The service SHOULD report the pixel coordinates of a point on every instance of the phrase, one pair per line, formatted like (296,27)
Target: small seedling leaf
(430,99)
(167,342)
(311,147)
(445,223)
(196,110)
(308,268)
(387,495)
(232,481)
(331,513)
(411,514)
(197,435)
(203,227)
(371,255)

_____

HOW TO COMPLETE THIS TASK:
Reproduce the data above in full, with no line missing.

WRITTEN REPLY:
The service SHOULD report the pixel coordinates of a point on every instance of the phrase, one pair per line, formatted like (296,27)
Target: small seedling leaf
(430,99)
(167,342)
(311,147)
(445,223)
(196,110)
(308,268)
(387,495)
(232,481)
(331,513)
(411,514)
(197,435)
(203,227)
(371,255)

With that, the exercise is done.